Coordinate labeling data
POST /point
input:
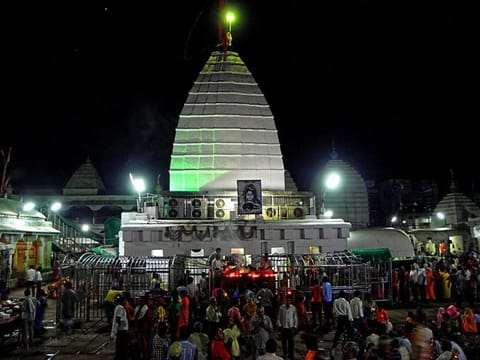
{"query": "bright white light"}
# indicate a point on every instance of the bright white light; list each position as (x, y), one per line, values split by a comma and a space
(138, 183)
(56, 206)
(29, 206)
(332, 181)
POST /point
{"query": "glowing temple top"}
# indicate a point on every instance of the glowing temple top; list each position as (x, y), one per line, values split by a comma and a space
(226, 132)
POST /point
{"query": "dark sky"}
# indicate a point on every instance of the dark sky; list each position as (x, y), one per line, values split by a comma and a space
(394, 84)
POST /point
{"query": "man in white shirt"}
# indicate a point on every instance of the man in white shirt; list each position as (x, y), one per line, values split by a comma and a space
(38, 278)
(270, 351)
(120, 329)
(343, 313)
(356, 304)
(30, 279)
(288, 322)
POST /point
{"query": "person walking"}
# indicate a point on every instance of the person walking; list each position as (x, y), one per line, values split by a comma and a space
(327, 301)
(40, 311)
(288, 323)
(356, 306)
(28, 318)
(160, 343)
(38, 279)
(270, 351)
(261, 327)
(343, 313)
(68, 300)
(316, 304)
(30, 279)
(119, 330)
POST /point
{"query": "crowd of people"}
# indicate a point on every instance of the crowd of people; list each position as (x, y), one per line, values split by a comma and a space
(241, 323)
(194, 322)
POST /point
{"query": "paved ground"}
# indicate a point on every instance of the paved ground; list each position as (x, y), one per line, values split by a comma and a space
(91, 340)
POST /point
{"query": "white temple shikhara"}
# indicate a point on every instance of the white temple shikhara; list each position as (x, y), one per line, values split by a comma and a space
(226, 134)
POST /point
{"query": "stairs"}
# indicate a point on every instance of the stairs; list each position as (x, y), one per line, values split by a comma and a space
(72, 239)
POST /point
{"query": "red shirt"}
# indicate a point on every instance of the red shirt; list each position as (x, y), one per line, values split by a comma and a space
(382, 316)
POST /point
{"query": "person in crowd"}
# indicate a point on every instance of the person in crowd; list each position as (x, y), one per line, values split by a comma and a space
(155, 283)
(234, 311)
(30, 279)
(28, 313)
(301, 309)
(270, 351)
(316, 304)
(218, 263)
(350, 350)
(203, 283)
(422, 282)
(4, 290)
(429, 285)
(311, 342)
(109, 303)
(413, 278)
(38, 279)
(193, 293)
(213, 316)
(189, 351)
(343, 314)
(160, 343)
(446, 350)
(231, 334)
(218, 350)
(294, 282)
(356, 306)
(287, 321)
(184, 316)
(200, 340)
(266, 298)
(119, 330)
(174, 314)
(261, 327)
(40, 311)
(69, 299)
(327, 301)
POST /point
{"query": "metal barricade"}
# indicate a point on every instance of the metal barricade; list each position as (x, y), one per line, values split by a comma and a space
(92, 277)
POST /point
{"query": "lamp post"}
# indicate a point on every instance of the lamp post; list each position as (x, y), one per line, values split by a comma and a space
(139, 186)
(441, 216)
(393, 220)
(331, 182)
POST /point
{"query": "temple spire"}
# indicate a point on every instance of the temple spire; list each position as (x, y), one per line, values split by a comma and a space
(225, 34)
(453, 185)
(333, 154)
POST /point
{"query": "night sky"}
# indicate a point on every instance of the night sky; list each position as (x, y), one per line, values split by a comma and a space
(393, 84)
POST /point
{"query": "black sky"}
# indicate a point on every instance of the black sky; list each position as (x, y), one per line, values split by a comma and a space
(394, 84)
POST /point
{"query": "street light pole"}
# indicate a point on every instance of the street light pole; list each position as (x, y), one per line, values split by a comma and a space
(331, 183)
(139, 186)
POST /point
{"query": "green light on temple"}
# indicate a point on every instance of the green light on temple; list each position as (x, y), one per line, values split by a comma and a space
(230, 18)
(193, 180)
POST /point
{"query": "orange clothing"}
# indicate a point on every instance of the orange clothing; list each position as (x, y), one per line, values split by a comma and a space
(184, 313)
(310, 355)
(429, 288)
(382, 316)
(316, 293)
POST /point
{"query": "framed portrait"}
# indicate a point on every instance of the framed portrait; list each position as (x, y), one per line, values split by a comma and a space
(249, 197)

**Prompt:** How many lines of the material contain the string "walking"? Give only the number.

**Solution to this exercise:** 2